- REQUIRED TASKS:
A - List every numbered heading in the passage on personal loan mistakes.
B - Carry on the passage on personal loan mistakes from its last sentence.

- SUPPLIED PASSAGE:
--
That’s because credit utilization and credit age count toward 30% and 15% of your FICO credit score, respectively. Closing credit lines can shrink your available credit and potentially increase your credit utilization ratio, which could hurt your score. Likewise, shutting down older accounts can negatively affect your credit age and cost you credit score points.

4. Adding to your debt

Aside from shutting down zeroed out credit cards, there’s another mistake to watch out for when consolidating debt with a personal loan. Running up new balances on the cards you just consolidated and paid off with a loan can work against your credit score since it increases your credit utilization. 

Not to mention, having to make personal loan payments and credit card payments can put strain on your budget. The more debt you have, the more at risk you may be of paying late or missing payments altogether.

5. Overlooking origination fees

Lenders can charge origination fees for personal loans. These fees cover the cost of processing the loan and can be a flat dollar amount or a percentage of the loan amount. 

Overlooking these fees can be costly if a lender charges a steep origination fee. For example, a 5% origination fee on a $15,000 loan can add up to $750. And since these fees are usually taken out of the loan proceeds, you have to factor that in when deciding how much to borrow.

6. Ignoring your credit score

Your credit scores are important when taking out a personal loan because they can determine whether you’re able to get approved and the interest rates you’ll pay. So checking your credit report and scores before you borrow is an important step. 

And you can’t afford to neglect your credit scores once you’ve been approved for a personal loan either. Making your payments on time, for example, is crucial to building and maintaining a positive credit history.

7. Borrowing money you can’t afford to pay back

One of the biggest personal loan mistakes is taking out too large of a loan. When you borrow money that you can’t afford to pay back, you risk defaulting on the payments which can lead to credit score damage. 

Defaulting on a personal loan can also spell trouble if your lender takes collection actions against you. Collection accounts can do even more damage to your credit score than late payments. And if a lender decides to sue, that could open the door to a wage garnishment or bank account lien. So it’s best to think carefully about how much you can realistically afford to borrow and repay before getting a personal loan.

8. Opting for a long loan repayment term

When comparing personal loans, you may find some that are short-term while others give you more time to repay what you borrow.
--
- ENTRIES PROVIDED:

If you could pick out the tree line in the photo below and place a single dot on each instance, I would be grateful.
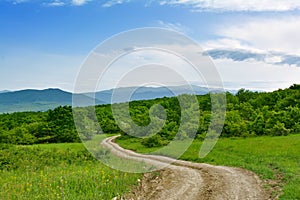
(248, 114)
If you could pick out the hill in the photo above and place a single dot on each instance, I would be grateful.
(42, 100)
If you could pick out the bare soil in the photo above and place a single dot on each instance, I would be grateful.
(193, 181)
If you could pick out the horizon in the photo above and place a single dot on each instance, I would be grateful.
(42, 47)
(226, 89)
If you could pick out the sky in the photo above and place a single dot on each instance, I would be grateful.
(253, 44)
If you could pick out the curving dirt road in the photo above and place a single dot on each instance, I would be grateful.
(193, 181)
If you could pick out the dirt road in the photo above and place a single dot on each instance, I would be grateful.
(192, 181)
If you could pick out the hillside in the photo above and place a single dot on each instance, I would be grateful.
(42, 100)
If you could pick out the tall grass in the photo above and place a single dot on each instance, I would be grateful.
(59, 171)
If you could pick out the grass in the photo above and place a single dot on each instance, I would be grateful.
(58, 171)
(274, 159)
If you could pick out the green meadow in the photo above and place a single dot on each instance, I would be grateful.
(58, 171)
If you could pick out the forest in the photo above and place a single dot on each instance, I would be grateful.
(248, 114)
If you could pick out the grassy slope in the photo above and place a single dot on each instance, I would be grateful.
(58, 171)
(272, 158)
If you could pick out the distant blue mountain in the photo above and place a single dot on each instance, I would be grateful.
(42, 100)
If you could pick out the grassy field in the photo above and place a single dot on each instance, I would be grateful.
(58, 171)
(274, 159)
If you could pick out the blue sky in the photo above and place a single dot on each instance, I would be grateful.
(253, 45)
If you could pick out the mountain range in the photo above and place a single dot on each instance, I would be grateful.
(42, 100)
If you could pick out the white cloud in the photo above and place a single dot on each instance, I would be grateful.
(259, 35)
(173, 26)
(111, 3)
(79, 2)
(237, 5)
(55, 3)
(256, 75)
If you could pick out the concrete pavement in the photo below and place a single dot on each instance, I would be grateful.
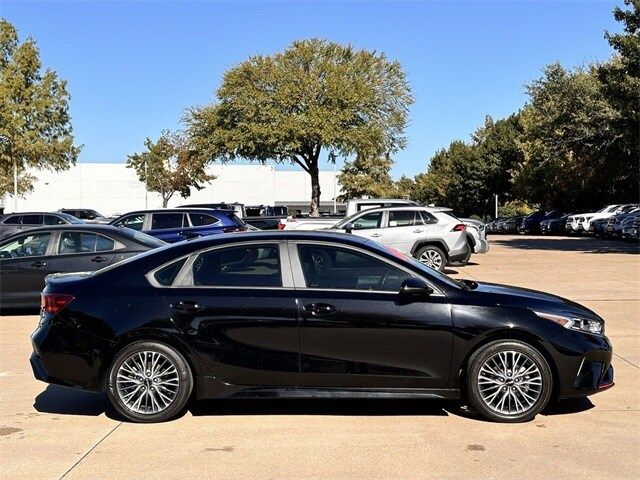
(53, 432)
--
- RESULTS:
A -
4. Adding to your debt
5. Overlooking origination fees
6. Ignoring your credit score
7. Borrowing money you can't afford to pay back
8. Opting for a long loan repayment term

B -
Opting for a longer loan repayment term has its advantages, a lower monthly payment being one of them. That could be a boon to your budget but consider the trade-off, in terms of the total interest costs. 

The longer it takes you to repay a loan, the more interest you’ll pay altogether. Choosing a shorter repayment term may mean a higher payment but you’ll save more money in the long run on interest charges.

9. Not reading the loan terms

Signing off on a personal loan agreement before reading the fine print is another mistake to avoid. Before accepting a personal loan offer, it’s important to understand what you’re borrowing, how that money has to be repaid and what you’ll pay. 

Also, consider whether there are any penalties or added fees built into the loan agreement. Some personal loan lenders, for example, can charge a prepayment penalty if you decide to pay your loan off early. If you’re planning to accelerate your loan payoff, it’s important to know whether you’ll get hit with a fee for doing so.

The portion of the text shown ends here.